**Problem to work on**
Copy the entries out again in full.

____

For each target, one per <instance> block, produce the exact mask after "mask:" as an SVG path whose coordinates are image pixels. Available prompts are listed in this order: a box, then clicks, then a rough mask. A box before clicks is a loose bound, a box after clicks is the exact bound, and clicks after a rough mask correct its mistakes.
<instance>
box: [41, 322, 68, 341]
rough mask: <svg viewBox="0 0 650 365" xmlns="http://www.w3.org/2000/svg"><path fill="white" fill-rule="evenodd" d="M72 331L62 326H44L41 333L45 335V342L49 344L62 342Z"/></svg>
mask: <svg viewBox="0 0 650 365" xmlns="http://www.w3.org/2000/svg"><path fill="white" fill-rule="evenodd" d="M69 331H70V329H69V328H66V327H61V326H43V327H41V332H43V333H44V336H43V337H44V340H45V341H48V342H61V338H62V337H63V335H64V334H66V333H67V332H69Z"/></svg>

____

**Response box**
For each target, one per <instance> block, produce the exact mask after "mask:" as an SVG path whose coordinates are image pixels. Available prompts are listed in this order: a box, then clicks, then a rough mask. A box before clicks is a loose bound, a box after clicks is the exact bound, and clicks after a rough mask correct its mistakes.
<instance>
box: [41, 322, 68, 341]
rough mask: <svg viewBox="0 0 650 365" xmlns="http://www.w3.org/2000/svg"><path fill="white" fill-rule="evenodd" d="M72 331L62 326H44L41 333L45 335V342L49 344L62 342Z"/></svg>
mask: <svg viewBox="0 0 650 365" xmlns="http://www.w3.org/2000/svg"><path fill="white" fill-rule="evenodd" d="M69 331H70V329H69V328H66V327H61V326H43V327H41V332H43V333H44V336H43V337H44V340H45V341H48V342H61V338H62V337H63V335H64V334H66V333H67V332H69Z"/></svg>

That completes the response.